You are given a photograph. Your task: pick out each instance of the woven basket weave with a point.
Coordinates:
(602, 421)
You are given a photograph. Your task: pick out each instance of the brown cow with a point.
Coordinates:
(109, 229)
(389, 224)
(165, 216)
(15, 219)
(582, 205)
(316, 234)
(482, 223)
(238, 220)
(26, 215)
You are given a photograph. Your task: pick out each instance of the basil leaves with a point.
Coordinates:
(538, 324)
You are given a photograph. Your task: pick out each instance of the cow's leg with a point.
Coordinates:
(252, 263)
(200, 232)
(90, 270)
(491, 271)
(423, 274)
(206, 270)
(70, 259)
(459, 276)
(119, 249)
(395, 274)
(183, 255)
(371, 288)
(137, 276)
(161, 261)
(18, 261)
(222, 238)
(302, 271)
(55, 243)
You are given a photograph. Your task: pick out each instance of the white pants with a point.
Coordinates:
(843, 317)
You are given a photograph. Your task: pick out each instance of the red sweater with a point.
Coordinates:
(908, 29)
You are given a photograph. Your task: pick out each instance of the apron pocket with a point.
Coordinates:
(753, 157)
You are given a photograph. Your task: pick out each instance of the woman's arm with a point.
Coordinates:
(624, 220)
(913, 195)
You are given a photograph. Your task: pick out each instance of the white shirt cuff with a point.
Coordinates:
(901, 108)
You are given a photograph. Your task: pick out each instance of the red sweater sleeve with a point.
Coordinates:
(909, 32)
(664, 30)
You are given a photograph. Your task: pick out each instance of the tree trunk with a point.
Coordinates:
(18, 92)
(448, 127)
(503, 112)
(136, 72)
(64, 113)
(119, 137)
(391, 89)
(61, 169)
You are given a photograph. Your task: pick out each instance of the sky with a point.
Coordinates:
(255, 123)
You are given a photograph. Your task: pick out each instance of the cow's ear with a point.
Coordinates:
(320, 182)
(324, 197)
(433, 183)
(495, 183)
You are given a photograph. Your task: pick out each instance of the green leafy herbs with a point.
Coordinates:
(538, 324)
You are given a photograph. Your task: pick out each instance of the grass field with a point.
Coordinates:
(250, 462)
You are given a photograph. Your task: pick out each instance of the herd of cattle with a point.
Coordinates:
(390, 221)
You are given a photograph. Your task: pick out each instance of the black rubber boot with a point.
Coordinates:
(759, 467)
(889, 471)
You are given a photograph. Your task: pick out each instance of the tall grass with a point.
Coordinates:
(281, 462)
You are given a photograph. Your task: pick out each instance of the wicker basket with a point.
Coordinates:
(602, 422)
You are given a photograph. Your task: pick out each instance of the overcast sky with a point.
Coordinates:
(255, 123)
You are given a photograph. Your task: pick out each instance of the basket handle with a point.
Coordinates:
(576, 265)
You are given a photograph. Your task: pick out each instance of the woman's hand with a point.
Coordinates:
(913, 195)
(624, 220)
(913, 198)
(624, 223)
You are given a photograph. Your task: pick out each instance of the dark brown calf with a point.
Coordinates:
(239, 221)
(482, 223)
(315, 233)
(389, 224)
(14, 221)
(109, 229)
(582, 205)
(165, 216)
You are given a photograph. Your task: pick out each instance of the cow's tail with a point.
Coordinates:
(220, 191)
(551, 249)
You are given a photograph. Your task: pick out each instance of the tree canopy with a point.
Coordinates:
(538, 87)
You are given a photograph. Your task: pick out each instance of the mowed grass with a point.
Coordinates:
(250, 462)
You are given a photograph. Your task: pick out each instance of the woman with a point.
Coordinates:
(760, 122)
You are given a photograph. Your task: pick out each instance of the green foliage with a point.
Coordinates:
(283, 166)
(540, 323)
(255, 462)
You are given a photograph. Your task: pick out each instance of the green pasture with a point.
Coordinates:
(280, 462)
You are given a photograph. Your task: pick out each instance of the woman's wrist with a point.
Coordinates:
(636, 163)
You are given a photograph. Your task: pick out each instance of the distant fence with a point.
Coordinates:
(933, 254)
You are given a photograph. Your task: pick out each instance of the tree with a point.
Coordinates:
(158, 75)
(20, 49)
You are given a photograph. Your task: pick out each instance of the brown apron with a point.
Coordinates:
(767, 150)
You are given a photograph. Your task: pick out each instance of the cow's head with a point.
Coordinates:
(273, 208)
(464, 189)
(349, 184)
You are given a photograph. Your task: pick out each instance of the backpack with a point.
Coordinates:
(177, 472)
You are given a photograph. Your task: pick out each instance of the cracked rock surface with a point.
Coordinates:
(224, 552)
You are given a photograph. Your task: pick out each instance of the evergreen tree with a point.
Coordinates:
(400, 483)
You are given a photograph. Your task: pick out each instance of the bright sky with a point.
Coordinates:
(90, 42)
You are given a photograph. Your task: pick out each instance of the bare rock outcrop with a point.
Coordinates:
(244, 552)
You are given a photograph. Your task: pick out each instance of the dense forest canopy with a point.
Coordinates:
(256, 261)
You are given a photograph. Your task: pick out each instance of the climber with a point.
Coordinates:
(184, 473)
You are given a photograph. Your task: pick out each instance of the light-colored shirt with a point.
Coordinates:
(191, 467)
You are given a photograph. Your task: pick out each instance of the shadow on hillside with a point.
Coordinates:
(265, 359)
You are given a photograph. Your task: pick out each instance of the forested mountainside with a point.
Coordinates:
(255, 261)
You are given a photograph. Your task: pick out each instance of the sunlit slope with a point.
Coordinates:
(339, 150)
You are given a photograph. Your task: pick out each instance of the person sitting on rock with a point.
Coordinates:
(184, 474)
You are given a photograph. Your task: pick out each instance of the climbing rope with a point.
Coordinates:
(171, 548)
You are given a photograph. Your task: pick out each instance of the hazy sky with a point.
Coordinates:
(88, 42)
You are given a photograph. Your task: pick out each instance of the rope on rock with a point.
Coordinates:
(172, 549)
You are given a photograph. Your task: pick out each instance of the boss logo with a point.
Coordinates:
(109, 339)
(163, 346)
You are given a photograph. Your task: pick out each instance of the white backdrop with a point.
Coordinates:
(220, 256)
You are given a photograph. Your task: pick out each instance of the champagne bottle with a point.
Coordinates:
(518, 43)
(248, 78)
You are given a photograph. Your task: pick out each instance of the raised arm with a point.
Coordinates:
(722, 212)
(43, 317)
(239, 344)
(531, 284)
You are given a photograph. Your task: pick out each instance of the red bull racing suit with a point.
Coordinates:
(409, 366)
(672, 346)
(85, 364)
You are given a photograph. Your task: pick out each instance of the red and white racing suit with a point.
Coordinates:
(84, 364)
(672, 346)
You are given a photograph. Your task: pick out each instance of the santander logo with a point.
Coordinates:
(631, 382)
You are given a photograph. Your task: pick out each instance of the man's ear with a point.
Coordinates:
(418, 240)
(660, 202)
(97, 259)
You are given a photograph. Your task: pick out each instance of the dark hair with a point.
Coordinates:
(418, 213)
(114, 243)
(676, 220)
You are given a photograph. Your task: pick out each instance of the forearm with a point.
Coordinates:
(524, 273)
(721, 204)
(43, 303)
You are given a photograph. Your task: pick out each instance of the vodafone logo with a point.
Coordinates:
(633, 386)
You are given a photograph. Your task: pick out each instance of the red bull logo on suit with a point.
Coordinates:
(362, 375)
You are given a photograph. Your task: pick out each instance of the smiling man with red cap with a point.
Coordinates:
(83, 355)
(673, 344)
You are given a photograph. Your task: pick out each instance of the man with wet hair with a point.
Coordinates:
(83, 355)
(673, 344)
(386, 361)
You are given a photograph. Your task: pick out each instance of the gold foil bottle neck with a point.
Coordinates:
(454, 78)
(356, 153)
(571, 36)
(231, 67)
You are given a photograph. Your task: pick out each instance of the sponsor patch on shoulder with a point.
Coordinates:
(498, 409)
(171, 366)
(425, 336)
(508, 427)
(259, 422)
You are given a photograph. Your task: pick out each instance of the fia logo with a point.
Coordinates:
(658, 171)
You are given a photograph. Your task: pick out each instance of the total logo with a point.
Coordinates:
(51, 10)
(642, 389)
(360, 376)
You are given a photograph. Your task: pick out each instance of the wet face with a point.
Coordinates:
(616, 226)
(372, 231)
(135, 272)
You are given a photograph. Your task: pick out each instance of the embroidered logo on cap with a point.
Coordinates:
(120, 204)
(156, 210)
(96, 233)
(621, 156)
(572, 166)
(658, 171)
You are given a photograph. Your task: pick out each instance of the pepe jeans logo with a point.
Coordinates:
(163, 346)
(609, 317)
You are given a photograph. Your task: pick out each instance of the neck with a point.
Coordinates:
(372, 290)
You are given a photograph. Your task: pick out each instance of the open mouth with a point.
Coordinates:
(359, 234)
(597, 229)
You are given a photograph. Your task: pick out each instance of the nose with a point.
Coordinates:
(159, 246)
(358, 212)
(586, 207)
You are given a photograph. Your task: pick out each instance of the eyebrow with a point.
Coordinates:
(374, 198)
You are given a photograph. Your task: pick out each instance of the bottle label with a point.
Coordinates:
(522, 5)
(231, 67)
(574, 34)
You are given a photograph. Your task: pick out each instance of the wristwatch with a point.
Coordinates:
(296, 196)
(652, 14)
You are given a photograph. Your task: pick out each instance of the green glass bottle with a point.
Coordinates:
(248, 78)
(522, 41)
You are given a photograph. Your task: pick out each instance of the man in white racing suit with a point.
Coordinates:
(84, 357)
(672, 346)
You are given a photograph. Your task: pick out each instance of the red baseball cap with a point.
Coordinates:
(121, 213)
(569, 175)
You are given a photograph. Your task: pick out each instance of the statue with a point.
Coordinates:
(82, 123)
......
SHORT EXERCISE: Reproduce exactly the line containing "label with a point." and every line after it through the end of the records above, and nothing else.

THE COMPLETED TASK:
You are given a photograph. Your task: pick out each instance of the bottle label with a point.
Coordinates:
(522, 5)
(231, 67)
(574, 34)
You are given a photograph. Your task: pick out each instance of the wristwatch with a point.
Coordinates:
(296, 196)
(652, 14)
You are given a photograph. Your task: pick out each instance of the green glass bottle with a point.
Coordinates:
(248, 78)
(522, 41)
You are given a photograph. Your task: pick out each instance of the man in white racing suit with a point.
Coordinates:
(84, 357)
(672, 346)
You are given a photograph. Your task: pick out each instance of the red baseball cap with a point.
Coordinates:
(121, 213)
(569, 175)
You are given a photograph. Your task: pick out each instance of the statue with a point.
Coordinates:
(82, 123)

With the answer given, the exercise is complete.